◆ WHAT TO PRODUCE ◆
Go through the records and copy each line where the word "hair" occurs.

◆ INPUT ◆
»»
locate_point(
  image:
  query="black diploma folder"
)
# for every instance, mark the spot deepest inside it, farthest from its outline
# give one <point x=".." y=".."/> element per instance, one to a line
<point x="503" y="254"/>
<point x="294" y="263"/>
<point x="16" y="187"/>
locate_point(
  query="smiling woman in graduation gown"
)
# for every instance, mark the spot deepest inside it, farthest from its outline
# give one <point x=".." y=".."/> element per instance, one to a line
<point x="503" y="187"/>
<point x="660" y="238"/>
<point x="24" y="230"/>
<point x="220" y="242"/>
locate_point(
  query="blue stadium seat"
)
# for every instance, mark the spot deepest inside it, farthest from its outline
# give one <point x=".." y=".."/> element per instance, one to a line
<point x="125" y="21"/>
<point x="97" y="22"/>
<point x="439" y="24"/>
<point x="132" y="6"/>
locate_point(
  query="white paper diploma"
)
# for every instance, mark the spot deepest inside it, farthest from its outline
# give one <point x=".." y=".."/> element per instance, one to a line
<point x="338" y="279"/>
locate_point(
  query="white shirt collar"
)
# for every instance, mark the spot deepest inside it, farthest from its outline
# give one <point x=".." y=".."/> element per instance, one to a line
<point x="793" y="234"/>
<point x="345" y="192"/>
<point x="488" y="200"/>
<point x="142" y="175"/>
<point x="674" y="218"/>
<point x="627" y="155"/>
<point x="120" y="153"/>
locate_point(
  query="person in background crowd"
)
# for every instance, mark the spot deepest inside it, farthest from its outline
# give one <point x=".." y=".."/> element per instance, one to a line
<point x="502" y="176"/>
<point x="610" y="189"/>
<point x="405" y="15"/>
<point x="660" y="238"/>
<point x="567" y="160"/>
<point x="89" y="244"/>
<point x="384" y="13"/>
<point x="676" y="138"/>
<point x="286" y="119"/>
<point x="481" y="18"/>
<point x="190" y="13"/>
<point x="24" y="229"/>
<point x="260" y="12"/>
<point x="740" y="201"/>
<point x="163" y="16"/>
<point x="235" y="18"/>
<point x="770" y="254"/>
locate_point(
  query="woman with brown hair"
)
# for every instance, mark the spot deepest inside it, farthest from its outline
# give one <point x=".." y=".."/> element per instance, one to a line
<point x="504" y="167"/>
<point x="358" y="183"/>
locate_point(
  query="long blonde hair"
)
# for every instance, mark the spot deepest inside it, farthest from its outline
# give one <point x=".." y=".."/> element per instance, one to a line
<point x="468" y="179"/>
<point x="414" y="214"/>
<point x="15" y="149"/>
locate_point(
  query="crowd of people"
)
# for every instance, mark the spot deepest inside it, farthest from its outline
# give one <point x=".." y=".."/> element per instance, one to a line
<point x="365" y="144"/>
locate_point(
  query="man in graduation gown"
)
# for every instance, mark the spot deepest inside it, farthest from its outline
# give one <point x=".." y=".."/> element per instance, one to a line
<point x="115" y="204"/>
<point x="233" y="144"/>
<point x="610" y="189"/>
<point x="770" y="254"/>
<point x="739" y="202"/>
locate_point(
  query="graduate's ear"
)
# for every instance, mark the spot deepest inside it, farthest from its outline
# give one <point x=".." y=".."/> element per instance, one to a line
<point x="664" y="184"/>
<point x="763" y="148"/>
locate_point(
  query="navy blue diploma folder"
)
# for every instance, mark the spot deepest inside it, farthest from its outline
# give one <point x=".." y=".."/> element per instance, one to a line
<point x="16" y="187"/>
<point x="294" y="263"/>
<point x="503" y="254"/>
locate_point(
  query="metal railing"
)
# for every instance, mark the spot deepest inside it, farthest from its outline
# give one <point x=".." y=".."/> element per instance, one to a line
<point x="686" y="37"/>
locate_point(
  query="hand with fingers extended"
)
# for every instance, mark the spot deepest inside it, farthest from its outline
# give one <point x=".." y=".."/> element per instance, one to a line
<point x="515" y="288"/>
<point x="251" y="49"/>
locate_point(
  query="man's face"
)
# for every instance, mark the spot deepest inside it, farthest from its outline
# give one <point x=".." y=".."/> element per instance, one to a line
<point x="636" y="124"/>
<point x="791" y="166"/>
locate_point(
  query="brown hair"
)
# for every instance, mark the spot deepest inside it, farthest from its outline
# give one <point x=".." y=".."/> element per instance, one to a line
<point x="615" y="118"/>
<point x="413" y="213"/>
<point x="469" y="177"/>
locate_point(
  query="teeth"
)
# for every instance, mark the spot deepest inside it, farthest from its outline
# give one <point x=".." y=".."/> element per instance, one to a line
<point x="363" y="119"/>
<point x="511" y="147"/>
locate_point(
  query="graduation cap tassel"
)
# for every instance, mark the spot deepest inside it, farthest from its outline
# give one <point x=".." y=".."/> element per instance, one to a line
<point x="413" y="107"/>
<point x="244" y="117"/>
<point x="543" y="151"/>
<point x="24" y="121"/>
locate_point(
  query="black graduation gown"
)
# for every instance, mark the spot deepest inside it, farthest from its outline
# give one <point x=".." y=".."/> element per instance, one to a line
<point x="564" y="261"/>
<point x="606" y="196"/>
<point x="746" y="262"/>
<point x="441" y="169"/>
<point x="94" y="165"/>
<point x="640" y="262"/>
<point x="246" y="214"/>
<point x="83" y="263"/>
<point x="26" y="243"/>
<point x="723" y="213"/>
««
◆ RESPONSE TO THIS TASK ◆
  query="woman with brown hair"
  query="long blonde hair"
  query="brown hair"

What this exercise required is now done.